• [WORK ITEM]: Each record below should be output verbatim, without pictures.

• [SOURCE RECORDS]:

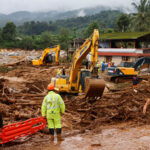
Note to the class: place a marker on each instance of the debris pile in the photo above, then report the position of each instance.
(21, 99)
(116, 107)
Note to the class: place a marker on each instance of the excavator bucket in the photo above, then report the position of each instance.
(94, 88)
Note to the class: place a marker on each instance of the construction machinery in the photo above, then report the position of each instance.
(47, 57)
(126, 70)
(82, 80)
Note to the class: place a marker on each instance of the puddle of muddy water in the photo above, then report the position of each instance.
(111, 138)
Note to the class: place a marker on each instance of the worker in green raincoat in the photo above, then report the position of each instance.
(52, 105)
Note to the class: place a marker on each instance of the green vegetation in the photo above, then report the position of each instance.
(111, 24)
(122, 35)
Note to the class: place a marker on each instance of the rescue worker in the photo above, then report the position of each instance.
(103, 66)
(1, 121)
(51, 107)
(63, 71)
(135, 82)
(58, 71)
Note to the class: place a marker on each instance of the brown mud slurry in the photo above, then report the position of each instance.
(87, 124)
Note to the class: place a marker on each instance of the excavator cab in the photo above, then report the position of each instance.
(48, 58)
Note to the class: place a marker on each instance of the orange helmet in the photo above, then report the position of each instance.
(50, 87)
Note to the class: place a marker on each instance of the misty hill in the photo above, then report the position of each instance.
(106, 19)
(24, 16)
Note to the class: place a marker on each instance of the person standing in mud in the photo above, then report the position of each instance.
(135, 82)
(1, 121)
(146, 105)
(52, 105)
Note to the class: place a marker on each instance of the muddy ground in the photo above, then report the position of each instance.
(108, 123)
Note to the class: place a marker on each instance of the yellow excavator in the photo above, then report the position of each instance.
(47, 57)
(82, 80)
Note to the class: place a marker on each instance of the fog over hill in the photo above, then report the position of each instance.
(23, 16)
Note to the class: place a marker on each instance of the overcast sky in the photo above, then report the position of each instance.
(8, 6)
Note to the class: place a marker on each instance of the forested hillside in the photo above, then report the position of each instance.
(24, 16)
(106, 19)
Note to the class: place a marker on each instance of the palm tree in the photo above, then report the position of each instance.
(141, 19)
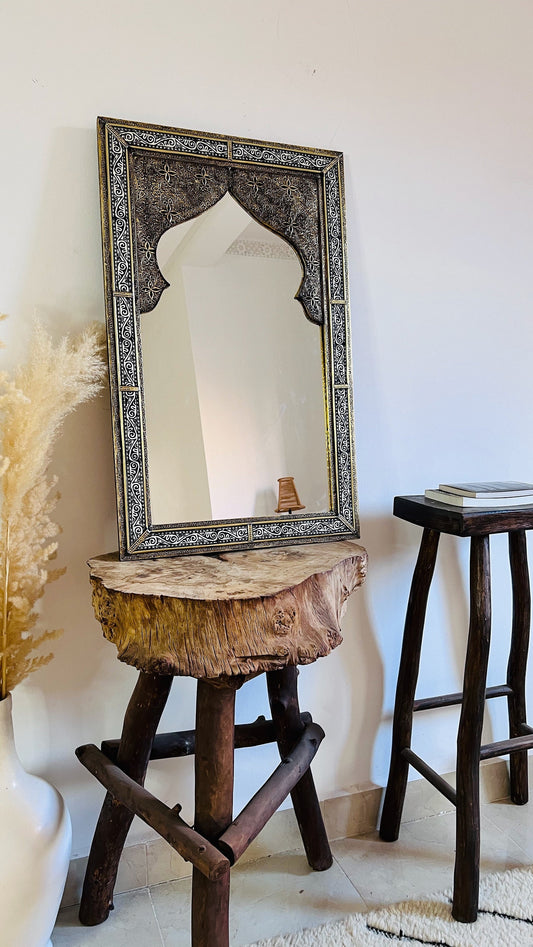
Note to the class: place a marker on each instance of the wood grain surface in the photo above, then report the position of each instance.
(227, 615)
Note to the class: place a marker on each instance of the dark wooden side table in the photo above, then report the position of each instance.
(478, 524)
(221, 619)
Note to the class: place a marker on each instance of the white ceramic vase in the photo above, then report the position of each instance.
(35, 847)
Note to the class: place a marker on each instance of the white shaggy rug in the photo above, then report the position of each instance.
(505, 919)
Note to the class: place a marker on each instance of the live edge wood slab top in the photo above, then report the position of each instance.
(227, 615)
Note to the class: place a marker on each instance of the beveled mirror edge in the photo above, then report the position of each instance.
(125, 365)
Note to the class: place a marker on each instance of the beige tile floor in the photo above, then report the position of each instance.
(280, 894)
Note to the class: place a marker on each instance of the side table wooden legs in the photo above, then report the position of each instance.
(217, 840)
(472, 700)
(516, 669)
(283, 697)
(140, 724)
(215, 715)
(466, 877)
(405, 690)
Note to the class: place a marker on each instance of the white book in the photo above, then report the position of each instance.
(495, 488)
(488, 503)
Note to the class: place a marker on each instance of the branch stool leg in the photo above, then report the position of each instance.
(140, 725)
(285, 709)
(466, 877)
(516, 669)
(406, 687)
(215, 721)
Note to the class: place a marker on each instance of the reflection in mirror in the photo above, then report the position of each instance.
(233, 374)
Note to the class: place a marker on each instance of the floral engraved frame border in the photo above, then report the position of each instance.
(153, 177)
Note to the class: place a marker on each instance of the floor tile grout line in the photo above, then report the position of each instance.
(345, 873)
(155, 916)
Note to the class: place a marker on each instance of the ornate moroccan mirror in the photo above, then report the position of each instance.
(228, 337)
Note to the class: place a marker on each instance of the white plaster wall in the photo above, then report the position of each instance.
(431, 103)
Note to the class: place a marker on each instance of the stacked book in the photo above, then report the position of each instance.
(492, 496)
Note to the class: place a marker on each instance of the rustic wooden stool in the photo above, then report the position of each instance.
(478, 524)
(221, 619)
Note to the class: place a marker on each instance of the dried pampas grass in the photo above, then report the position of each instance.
(33, 404)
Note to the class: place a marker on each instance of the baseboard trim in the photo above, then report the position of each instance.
(346, 815)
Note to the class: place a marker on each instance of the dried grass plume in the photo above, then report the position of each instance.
(33, 404)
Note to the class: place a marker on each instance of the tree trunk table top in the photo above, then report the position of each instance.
(227, 615)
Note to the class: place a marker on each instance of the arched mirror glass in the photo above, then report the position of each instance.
(239, 423)
(228, 332)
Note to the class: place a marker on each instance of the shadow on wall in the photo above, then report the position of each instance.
(63, 274)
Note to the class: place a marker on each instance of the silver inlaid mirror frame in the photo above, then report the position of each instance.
(296, 192)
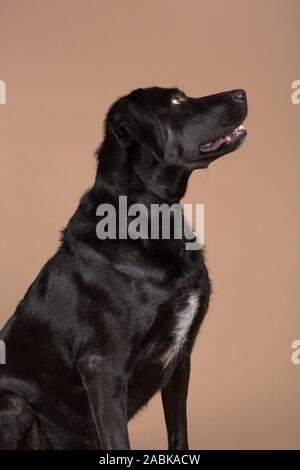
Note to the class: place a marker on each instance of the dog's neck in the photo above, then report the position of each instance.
(134, 172)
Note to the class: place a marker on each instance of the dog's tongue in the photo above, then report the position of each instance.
(214, 145)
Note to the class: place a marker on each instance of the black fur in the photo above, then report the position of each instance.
(84, 345)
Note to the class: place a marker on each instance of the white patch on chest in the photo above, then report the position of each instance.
(184, 319)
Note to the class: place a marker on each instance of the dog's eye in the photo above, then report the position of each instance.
(178, 99)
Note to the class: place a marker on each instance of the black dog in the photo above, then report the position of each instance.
(107, 323)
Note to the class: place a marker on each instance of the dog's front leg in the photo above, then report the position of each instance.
(107, 397)
(174, 397)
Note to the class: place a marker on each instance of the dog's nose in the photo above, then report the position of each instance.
(239, 95)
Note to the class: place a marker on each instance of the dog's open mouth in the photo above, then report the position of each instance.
(229, 139)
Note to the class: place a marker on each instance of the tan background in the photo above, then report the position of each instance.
(64, 62)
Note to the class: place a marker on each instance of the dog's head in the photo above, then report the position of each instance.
(165, 134)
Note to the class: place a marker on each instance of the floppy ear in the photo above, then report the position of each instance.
(136, 121)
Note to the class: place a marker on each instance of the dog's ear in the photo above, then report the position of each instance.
(134, 121)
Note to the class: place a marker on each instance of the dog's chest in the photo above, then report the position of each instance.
(182, 317)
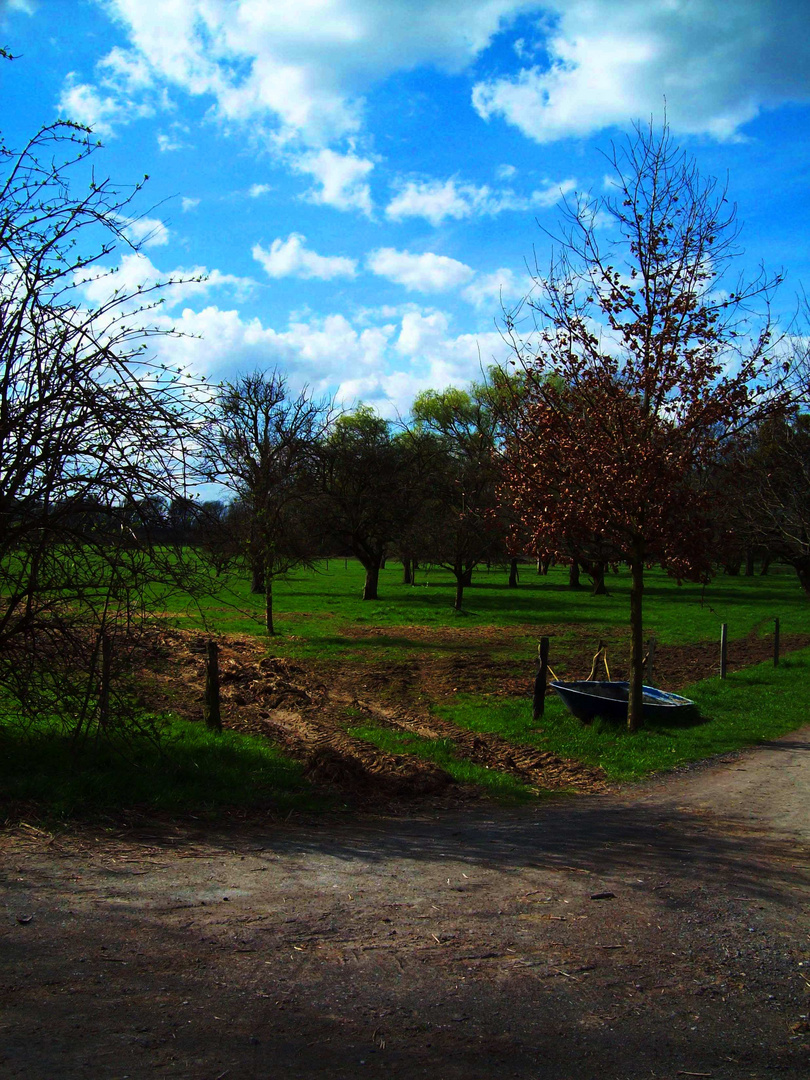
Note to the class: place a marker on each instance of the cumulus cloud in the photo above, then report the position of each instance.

• [RESULT OF THIS EXERCISE]:
Note to the class: place a marker on each instance of the debris pile in the photo above, then report the position of each instance.
(21, 99)
(116, 107)
Note to the class: place a marker on each instance of the excavator bucket in the photo above, then report the position of each instance.
(94, 88)
Note to the class: place a marker on each instance of the construction machinery in the photo above, then report the position of each instance.
(47, 57)
(126, 70)
(82, 80)
Note to the class: place a marker on each instance of the puddle of muddy water in the photo above, then report the position of each instance.
(111, 138)
Note to the class: place a marker on each instance of the worker in green raincoat in the photo above, then report the position of each instance.
(52, 105)
Note to the class: place a marker on each instance of the green vegetation in the photo above, then report the position of each instance.
(111, 24)
(122, 35)
Note to the class: place a marker on each instance of the rescue worker in the photo above, then report the position of each instance.
(103, 66)
(1, 121)
(51, 107)
(63, 71)
(135, 82)
(58, 71)
Note to the class: place a marker on each instance of the brown mud slurry in the photo above, then report the position of each instance.
(87, 124)
Note to the class: place a marker on each instance of the excavator cab in the photo above, then report the position of each instance.
(48, 58)
Note to the class: place a marker on each instance of the orange helmet in the photo above, then report the position of each instance.
(50, 87)
Note to the class: place a marker on each instance of the misty hill in the photo above, then report the position of each instance.
(106, 19)
(24, 16)
Note to the class: place a marker on each instance of the person standing in mud in the photo above, then report the position of each instance.
(135, 82)
(1, 121)
(146, 105)
(52, 105)
Note to the class: place a marker on each instance of the muddy ground in the photo above, then report the position of each instance.
(108, 123)
Note to the class: place a marker on each instance of the yellow excavator in the photo above, then report the position of each instance.
(47, 57)
(82, 80)
Note to the class: place a marker on each instance of the fog over hill in the photo above, then report the position of each instance.
(23, 16)
Note to the class: place a marker on each instance of the overcast sky in the photo above, then report the position of each instance.
(8, 6)
Note to the class: place a marker on each instance of the forested hillside in the photo above, then report the position of each instance.
(24, 16)
(106, 19)
Note to the class: place a marker on each instance of the palm tree in the photo above, then report the position of each instance.
(141, 19)
Note to the class: place a marker on each instance of the wood grain surface in the photo above, then report the position of each instance.
(227, 615)
Note to the class: place a marker on each instance of the dark wooden side table in the photo above, then report the position of each instance.
(478, 524)
(221, 619)
Note to the class: place a marker on each instance of the white ceramic vase in the photo above, then report the position of each instance.
(35, 847)
Note to the class: place a marker on each instance of the white shaggy rug in the photo above, then report the position of each instance.
(505, 919)
Note to the class: place a marker on each instance of the live edge wood slab top in the photo above, then report the position of each instance.
(227, 615)
Note to the class: place a marker on each instance of the beveled mirror edge in the photo above, then report the position of each instance.
(125, 365)
Note to the class: place a marker on each instance of the beige tile floor in the photo above, then report the position of each instance.
(280, 894)
Note to the class: place a marker on each instance of the side table wooden legs in the photo above, then report the position of each instance.
(217, 840)
(472, 700)
(516, 669)
(283, 697)
(140, 724)
(215, 715)
(466, 877)
(405, 690)
Note to the class: place a marker on each instance of the white book in the photo above, then report the position of each instance.
(495, 488)
(488, 503)
Note to the class: place a marker on each instance of the branch stool leg in the photo above, then report the position of each instance.
(140, 725)
(285, 709)
(466, 877)
(516, 669)
(406, 687)
(215, 721)
Note to the class: place a marker on each instance of the reflection in mirror in the photo above, then report the position of each instance.
(233, 374)
Note to the class: place a marker on each instance of the floral engraved frame border in the photo above, then report the position of each instance.
(153, 177)
Note to the class: place a marker on each instance of the floor tile grout line in the photo above, then report the position of each instance.
(345, 873)
(155, 916)
Note to the class: place a marker on each instance of the ornate moroccan mirror in the photo above, then report the position of each instance.
(228, 337)
Note to the class: place a marker on each instance of the white plaster wall in the photo above, then report the position of each instance.
(431, 103)
Note to the class: place a marker on each instance of the stacked book in the photo above, then report the position of each instance.
(492, 496)
Note to the class: place a marker on each instance of the rustic wooden stool in the photo above, then report the position of each instance.
(478, 524)
(221, 619)
Note to the class: place a marker on each instance of the dried pampas grass in the photo above, then report the position of each instance.
(33, 404)
Note to the class: place a marker on each instance of the baseboard trim in the photo above, then report the position of each instance.
(346, 815)
Note to the class: place a marker on each instance of the dried grass plume in the photo above, then report the position of each instance.
(33, 404)
Note to the class: place a marker on each instance of the tree trunk table top in the photo above, then report the position of each instance.
(227, 615)
Note to the class: place a marker on each instance of the arched mirror glass in the photo above, then report the position of each instance.
(239, 423)
(228, 332)
Note to the class: place a marker on each instance of the shadow on wall in the photo above, then report the position of each instance.
(63, 274)
Note to the class: place a marker on each instance of the silver inlaid mirror frame in the photo above, then report the position of each instance.
(296, 192)
Note to the class: place a marker on each instance of the dog's neck in the photo above, then report the position of each instance.
(134, 172)
Note to the class: place a marker on each instance of the dog's tongue in the photo above, then report the position of each instance.
(214, 145)
Note to the class: place a marker on each instance of the black fur in the photo above, then report the position of each instance.
(84, 345)
Note to the class: place a marker on each instance of the white patch on chest in the photo above, then report the position of each instance.
(184, 319)
Note to the class: place a marker on each instance of the dog's eye in the photo above, then report the position of each instance.
(178, 99)
Note to the class: place a marker on each instance of the black dog in the photo above, then report the position of each instance.
(107, 323)
Note to the class: place a marker on each instance of the dog's front leg in the photo above, then report the position of each instance.
(107, 397)
(174, 397)
Note to the class: place a marker on each instance of the dog's nose in the photo above, then report the position of each instance.
(239, 95)
Note to the class: place a marker on each instance of the dog's open mouth in the photo above, then report the position of each instance.
(229, 139)
Note to the class: place a marker on each instance of the tan background in the photo above, then report the position of each instance.
(64, 62)
Note to the class: place a marker on each instance of the dog's head in the photo above, then report the position of each instance.
(165, 134)
Note to the class: place a marker on each instance of the floppy ear in the photo above, then report the position of each instance.
(136, 121)
Note to the class: place a marker on each instance of the dog's ear in the photo above, then report the position of each instance.
(134, 121)
Note to the class: place a marker on each instance of the dog's chest in the photo above, then report the position of each instance.
(182, 317)
Note to the class: place a marker on each instance of the cumulus cloud in the photo above, then report the position of each instance.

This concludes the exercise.